What you need to do —
Your task is to transcribe all of the data below exactly, omitting the images.

Dataset excerpt —
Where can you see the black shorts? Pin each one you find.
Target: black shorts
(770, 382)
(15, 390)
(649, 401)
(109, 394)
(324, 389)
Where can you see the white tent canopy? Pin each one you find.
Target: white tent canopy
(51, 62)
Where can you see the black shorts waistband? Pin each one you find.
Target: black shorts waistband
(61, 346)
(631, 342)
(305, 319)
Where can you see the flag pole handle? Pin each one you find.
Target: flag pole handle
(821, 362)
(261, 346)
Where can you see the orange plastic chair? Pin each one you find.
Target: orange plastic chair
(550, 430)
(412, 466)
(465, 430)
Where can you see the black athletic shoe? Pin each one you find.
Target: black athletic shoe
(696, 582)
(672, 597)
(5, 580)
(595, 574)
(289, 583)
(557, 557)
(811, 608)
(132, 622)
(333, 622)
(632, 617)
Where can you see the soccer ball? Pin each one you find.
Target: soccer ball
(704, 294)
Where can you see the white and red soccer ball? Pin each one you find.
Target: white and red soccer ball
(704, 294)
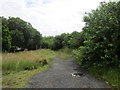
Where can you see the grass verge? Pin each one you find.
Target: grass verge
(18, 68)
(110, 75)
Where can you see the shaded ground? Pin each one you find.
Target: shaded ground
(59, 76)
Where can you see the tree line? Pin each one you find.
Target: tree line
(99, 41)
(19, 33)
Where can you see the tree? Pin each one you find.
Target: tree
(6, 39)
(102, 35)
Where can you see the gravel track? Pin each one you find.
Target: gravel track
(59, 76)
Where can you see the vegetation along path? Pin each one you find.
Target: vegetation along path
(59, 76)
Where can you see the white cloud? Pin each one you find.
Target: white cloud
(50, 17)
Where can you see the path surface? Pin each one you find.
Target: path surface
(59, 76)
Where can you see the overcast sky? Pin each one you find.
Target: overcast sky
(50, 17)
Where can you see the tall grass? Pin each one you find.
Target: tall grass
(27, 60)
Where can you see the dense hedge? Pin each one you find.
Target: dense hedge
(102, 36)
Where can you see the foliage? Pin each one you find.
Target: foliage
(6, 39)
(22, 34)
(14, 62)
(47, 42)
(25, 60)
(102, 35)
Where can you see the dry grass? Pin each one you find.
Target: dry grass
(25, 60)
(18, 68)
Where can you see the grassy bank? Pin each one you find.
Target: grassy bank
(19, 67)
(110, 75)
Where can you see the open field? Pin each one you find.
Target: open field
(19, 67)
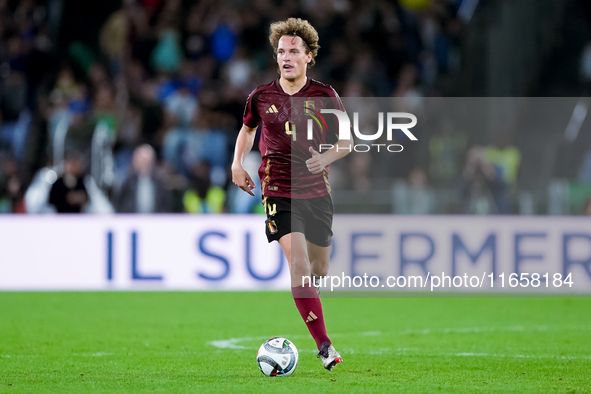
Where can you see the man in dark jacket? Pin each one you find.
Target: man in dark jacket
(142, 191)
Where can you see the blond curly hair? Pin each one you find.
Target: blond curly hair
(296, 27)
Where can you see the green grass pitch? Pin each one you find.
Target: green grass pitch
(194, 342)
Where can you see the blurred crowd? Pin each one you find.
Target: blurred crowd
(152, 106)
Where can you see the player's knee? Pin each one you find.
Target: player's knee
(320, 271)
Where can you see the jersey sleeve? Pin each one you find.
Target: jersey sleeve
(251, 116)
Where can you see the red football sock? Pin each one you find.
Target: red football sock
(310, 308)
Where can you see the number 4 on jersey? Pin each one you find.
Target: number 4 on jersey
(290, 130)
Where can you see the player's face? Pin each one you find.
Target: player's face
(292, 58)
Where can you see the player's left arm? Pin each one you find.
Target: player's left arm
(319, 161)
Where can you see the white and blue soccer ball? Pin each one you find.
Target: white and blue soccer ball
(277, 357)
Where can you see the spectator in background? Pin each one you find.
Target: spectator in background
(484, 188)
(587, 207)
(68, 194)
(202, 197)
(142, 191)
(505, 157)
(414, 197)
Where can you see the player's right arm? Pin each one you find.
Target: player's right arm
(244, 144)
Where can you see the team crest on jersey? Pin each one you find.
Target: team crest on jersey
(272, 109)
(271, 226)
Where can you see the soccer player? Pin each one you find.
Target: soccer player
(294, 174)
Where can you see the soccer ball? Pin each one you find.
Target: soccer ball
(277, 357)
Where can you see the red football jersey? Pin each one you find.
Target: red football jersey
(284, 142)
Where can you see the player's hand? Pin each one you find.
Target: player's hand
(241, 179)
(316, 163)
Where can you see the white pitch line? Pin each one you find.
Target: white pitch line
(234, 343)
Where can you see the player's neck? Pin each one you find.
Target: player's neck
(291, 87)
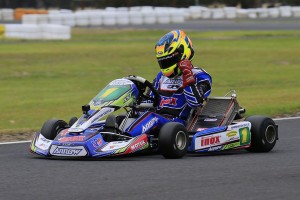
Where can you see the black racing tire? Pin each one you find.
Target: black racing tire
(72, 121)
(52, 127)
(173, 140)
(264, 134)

Solution to this exercise —
Where can you see the black shorts? Pin each one you find.
Target: black shorts
(770, 382)
(15, 390)
(649, 401)
(109, 394)
(324, 389)
Where can you see the white tent canopy? Pin each one you find.
Target: white tent canopy
(51, 62)
Where can you see the black shorts waistband? Pin each one you find.
Target: black shorts waistband
(61, 346)
(631, 342)
(305, 319)
Where can you see the flag pole handle? Pin each one you find.
Target: flag pole handle
(821, 362)
(261, 346)
Where can you see the orange plastic chair? Pin each one you find.
Target: orange plastic chair
(550, 430)
(412, 466)
(465, 430)
Where can you see the black athletic shoe? Pin each one you find.
Target: black athletic shoe
(696, 582)
(672, 597)
(5, 580)
(595, 574)
(289, 583)
(557, 557)
(811, 608)
(132, 622)
(333, 622)
(632, 617)
Where can you see the soccer ball? Pin each one you find.
Target: soccer ball
(704, 294)
Where can you see the white and red soccer ball? Pin each one you find.
Target: white and red soccer ball
(704, 294)
Where can you see the grass verge? Pin each one you find.
Target: grass verge
(18, 68)
(110, 75)
Where can you see the shaded ground? Pin each one you find.
Target: shaded ground
(59, 76)
Where can you see the tree line? Pin each one you find.
Target: tree line
(99, 41)
(19, 33)
Where can you see the tree? Pin each one you find.
Target: tree
(6, 39)
(102, 35)
Where can you see the gravel track? Pin each one you find.
Target: gravel track
(59, 76)
Where can you see the vegetation along path? Pin each one you find.
Target: vegetation along path
(59, 76)
Where can you see the white cloud? Pin each one you find.
Target: white cloud
(50, 17)
Where can you see the path surface? Pin each one you find.
Target: path surface
(59, 76)
Where can you see the overcast sky? Pin each one you find.
Target: overcast sky
(50, 17)
Where can you see the tall grass? Pin each one you find.
Target: tall grass
(27, 60)
Where can you see the dense hedge? Pin each one you find.
Target: dense hedge
(102, 36)
Where can you see the foliage? Pin each one you find.
Target: foliage
(6, 39)
(22, 34)
(14, 62)
(47, 42)
(25, 60)
(102, 35)
Where can you see the dry grass? Pin each one you find.
Target: dry grass
(25, 60)
(18, 68)
Where can you see the grassy bank? Pin each one you find.
Target: grassy bank
(19, 67)
(110, 75)
Where can you see the open field? Pin each one you find.
Target: open field
(19, 67)
Where can you see the man in dark jacket? Pin each one you find.
Target: man in dark jacket
(142, 191)
Where can you see the blond curly hair? Pin each one you find.
Target: blond curly hair
(296, 27)
Where can you see the green grass pitch? Pin each one you find.
Target: green grass pitch
(194, 342)
Where can you see the blurred crowd? Pin each one you find.
Target: blurred crowd
(152, 106)
Where can you see the player's knee? Pin each one you find.
Target: player's knee
(320, 271)
Where can you see the jersey sleeve? Pin each one you find.
Target: jersey sleeve
(251, 116)
Where can you see the red football sock? Pin each one you find.
Target: red football sock
(310, 308)
Where can you see the number 4 on jersey? Pin each one you find.
Target: number 4 on jersey
(290, 130)
Where can you see the player's face? Pin each one you find.
Target: player's face
(292, 58)
Where can you see the player's left arm? Pin each one you find.
Target: player's left arm
(319, 161)
Where can you see the white and blue soccer ball? Pin each one you find.
Target: white and blue soccer ball
(277, 357)
Where can you see the spectator in background? Pin each one you find.
Target: spectator in background
(484, 188)
(587, 207)
(68, 194)
(202, 197)
(142, 191)
(505, 157)
(414, 197)
Where can you see the player's right arm? Pin each one you find.
Target: player's right arm
(244, 144)
Where can you see the team crest on jersey? Pin each one you find.
Target: team crest on jersey
(272, 109)
(271, 226)
Where can you see the soccer player? Pin each one you find.
Target: soccer player
(294, 174)
Where can you see the soccer ball? Pin each one you find.
Target: soccer ball
(277, 357)
Where can you see the red football jersey? Pin each one you find.
Target: red football jersey
(284, 142)
Where can you see the player's hand? Pin each one you find.
Target: player's hand
(241, 179)
(316, 163)
Where can you see the white pitch line? Pin each one you find.
Target: white pitch line
(234, 343)
Where can you see the player's neck? Pin each one you find.
Target: player's neck
(291, 87)
Where can you see the black racing tire? Pin each one you find.
Target: black racing tire
(72, 121)
(52, 127)
(173, 140)
(264, 134)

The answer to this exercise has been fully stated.